◆ **PROBLEM DESCRIPTION**
Would you give the records below again, exactly and completely?

MATERIAL PROVIDED section start

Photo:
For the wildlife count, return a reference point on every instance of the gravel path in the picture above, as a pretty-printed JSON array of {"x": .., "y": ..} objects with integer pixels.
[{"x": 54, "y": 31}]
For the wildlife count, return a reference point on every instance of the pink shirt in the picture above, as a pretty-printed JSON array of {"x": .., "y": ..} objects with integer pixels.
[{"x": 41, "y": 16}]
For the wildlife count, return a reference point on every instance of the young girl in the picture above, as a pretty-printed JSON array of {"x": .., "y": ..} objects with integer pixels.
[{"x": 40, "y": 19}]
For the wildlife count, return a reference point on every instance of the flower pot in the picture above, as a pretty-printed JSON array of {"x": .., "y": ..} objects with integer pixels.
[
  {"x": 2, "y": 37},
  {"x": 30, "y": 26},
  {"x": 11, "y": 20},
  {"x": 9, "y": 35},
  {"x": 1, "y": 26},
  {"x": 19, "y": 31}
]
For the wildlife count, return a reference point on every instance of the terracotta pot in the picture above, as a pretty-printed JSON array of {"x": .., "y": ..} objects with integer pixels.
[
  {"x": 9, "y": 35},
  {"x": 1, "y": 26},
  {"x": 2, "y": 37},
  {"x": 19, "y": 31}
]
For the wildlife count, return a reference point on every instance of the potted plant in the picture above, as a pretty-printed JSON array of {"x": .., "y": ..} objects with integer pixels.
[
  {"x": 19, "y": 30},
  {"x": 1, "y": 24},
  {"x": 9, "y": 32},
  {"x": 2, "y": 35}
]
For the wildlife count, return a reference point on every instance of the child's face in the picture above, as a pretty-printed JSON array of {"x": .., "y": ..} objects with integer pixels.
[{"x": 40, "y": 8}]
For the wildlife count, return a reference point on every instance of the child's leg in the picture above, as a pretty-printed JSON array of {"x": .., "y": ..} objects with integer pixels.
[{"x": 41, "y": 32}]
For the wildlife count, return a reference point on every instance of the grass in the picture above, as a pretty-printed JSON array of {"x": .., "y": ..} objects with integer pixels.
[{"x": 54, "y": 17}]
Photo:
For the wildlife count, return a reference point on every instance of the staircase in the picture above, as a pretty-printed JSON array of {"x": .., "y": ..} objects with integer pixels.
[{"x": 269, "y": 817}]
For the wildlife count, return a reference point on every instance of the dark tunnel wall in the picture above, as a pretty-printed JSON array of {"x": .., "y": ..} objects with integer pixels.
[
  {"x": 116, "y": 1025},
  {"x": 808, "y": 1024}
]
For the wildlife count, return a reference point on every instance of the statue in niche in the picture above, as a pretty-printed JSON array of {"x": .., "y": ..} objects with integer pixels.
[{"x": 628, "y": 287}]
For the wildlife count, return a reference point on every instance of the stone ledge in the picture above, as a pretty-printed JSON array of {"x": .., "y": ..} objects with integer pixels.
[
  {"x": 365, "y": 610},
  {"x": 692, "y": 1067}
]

MATERIAL PROVIDED section end

◆ **EXERCISE RESULT**
Photo:
For the wildlife count, return a reference point on every instance of the gravel path in the picture above, as a pretty-printed JSON array of {"x": .., "y": ..} objects with integer pixels.
[{"x": 54, "y": 31}]
For the wildlife count, return a reference point on every instance of the pink shirt in the picture above, as a pretty-printed JSON array of {"x": .., "y": ..} objects with integer pixels.
[{"x": 41, "y": 16}]
For the wildlife count, return a reference point on every instance of the young girl in the picture above, as a pretty-printed JSON array of {"x": .., "y": ..} objects with integer pixels.
[{"x": 40, "y": 19}]
For the wildlife count, return a reference point on every instance of the flower pot in the picture above, as a pretty-printed JSON array of {"x": .., "y": ..} objects with integer pixels.
[
  {"x": 2, "y": 37},
  {"x": 30, "y": 26},
  {"x": 11, "y": 20},
  {"x": 9, "y": 35},
  {"x": 1, "y": 26},
  {"x": 19, "y": 31}
]
For the wildlife count, return a reference point on every instance of the terracotta pot in the picture above, as a pretty-printed JSON array of {"x": .., "y": ..} objects with integer pixels.
[
  {"x": 9, "y": 35},
  {"x": 1, "y": 26},
  {"x": 2, "y": 37},
  {"x": 19, "y": 31}
]
For the wildlife count, return a reference point on every instance of the potted plant in the picture above, as a pretty-printed JSON array of {"x": .., "y": ..} objects with integer pixels.
[
  {"x": 19, "y": 30},
  {"x": 1, "y": 24},
  {"x": 9, "y": 32},
  {"x": 2, "y": 35}
]
For the wildlife count, return a reference point on every instance of the child's face in the picture above, as a pretty-printed JSON array of {"x": .., "y": ..} objects with integer pixels.
[{"x": 40, "y": 8}]
For the wildlife count, return a reference point on every instance of the child's leg in the picture above, as a pretty-printed JSON array of {"x": .., "y": ..} objects with integer pixels.
[{"x": 41, "y": 32}]
For the wildlife count, return a reference point on every instance of the grass in the picture above, as a pretty-printed JSON array of {"x": .., "y": ..} objects with integer pixels.
[{"x": 54, "y": 17}]
Photo:
For the wildlife count, return a reference point on every instance of the staircase in the picture above, as a pretty-printed JSON array of {"x": .., "y": ..} objects with integer pixels.
[{"x": 269, "y": 817}]
For the wildlife count, return a reference point on every instance of the dark tunnel wall in the picture above, as a pretty-printed JSON array of {"x": .., "y": ..} objects with integer pixels.
[
  {"x": 116, "y": 1025},
  {"x": 808, "y": 1024}
]
For the wildlife count, return a reference point on every instance of the statue in niche in the picture above, as a pretty-printed JSON array of {"x": .., "y": ..} objects with integer pixels.
[{"x": 628, "y": 287}]
For the wildlife count, return a reference point on every instance of the stone ledge in the picture above, as a pretty-printed JSON array of {"x": .., "y": ..} objects with integer pixels.
[
  {"x": 365, "y": 610},
  {"x": 692, "y": 1067}
]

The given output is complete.